Answer these questions using the review of Nebula Awards Stories Seventeen:
(a) Which award did Poul Anderson's "The Saturn Game" win?
(b) In Michael Bishop's "The Quickening," what happens to the world's population?
(c) What does Baird Searles lament?

Provided text:

= Beginning of Section =

NEBULA AWARDS STORIES SEVENTEEN

By

Pub Date: Aug. 22nd, 1983
Publisher: Holt, Rinehart & Winston

The 1981 awards, as voted by the Science Fiction Writers of America: three winners, six runners-up, two non-fiction items, and poems by Ken Duffin and Tom Disch. The winners: an excerpt from Gene Wolfe's award-winning novel The Claw of the Conciliator (the bit where Agia tricks Severian into entering a mine full of vicious ape-men); Poul Anderson's ""The Saturn Game"" (best novella), a masterly, razor-sharp yarn of explorers who meet disaster on Iapetus when they entrap themselves in their role-playing fantasy game; and Michael Bishop's ""The Quickening"" (best novelette), where the world's population is suddenly redistributed utterly at random. (Lisa Tuttle's short-story-winner ""The Bone Flute"" does not appear--a protest over the votesoliciting tactics of certain nominees.) Best of the runners-up: John Variey's splendid ""The Pusher,"" in which a spaceman inveigles young girls at a playground--in order to have someone to talk to when he returns from his voyage, years hence; Gardner Dozois' ""Disciples"" (""The Messiah has come. His name is Murray Kupferberg. He was born in Pittsburgh."") And, in the non-fiction, Algis Budrys examines the year's novels, concluding that it's more difficult to write a good short story, while Baird Searles laments the absence of real sf movies amid a welter of screen comic-books. Anderson and Varley sparkle, then, but this Nebula offers an unusually solid and diverse fictional selection overall.

= End of Section =

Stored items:
= Beginning of Section =

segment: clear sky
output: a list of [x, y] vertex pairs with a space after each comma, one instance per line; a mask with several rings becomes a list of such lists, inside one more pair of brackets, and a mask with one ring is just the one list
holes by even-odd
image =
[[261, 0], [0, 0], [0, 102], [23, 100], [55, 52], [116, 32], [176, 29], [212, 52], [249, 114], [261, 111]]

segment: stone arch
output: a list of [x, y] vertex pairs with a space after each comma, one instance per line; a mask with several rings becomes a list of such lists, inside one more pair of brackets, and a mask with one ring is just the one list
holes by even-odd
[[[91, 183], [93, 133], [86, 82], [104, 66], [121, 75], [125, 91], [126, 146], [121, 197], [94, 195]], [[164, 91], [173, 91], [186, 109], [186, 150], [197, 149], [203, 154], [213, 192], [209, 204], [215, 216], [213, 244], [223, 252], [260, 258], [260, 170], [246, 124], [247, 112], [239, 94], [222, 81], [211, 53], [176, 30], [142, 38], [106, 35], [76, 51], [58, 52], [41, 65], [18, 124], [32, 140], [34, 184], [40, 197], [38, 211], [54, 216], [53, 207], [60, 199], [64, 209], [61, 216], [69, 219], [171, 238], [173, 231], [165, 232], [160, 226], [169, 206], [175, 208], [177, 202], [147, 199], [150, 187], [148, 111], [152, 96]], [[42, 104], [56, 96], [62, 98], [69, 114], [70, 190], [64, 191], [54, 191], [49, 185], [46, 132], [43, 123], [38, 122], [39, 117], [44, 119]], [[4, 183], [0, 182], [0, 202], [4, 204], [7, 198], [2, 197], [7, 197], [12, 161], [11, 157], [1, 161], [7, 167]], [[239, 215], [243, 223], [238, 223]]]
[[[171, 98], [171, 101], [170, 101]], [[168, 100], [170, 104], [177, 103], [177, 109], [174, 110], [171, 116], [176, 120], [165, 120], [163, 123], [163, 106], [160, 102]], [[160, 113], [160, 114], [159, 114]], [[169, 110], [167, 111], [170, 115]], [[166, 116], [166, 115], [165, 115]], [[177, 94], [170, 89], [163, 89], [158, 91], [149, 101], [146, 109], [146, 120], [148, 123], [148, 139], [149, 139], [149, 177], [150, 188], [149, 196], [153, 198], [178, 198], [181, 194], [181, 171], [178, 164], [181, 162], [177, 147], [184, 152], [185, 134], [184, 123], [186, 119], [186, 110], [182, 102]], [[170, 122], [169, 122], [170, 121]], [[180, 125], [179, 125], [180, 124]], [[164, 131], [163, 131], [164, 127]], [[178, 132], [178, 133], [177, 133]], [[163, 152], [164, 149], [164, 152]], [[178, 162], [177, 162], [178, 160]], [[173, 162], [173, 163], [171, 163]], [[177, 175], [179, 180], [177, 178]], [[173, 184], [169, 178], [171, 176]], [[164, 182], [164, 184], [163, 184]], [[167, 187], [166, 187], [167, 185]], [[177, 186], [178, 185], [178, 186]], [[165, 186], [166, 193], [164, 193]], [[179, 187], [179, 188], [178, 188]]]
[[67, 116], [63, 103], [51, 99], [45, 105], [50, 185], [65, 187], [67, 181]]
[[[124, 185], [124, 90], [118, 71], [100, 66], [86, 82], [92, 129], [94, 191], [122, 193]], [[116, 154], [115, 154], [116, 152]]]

= End of Section =

Worked solution:
(a) Best novella.
(b) It is suddenly redistributed utterly at random.
(c) The absence of real sf movies amid a welter of screen comic-books.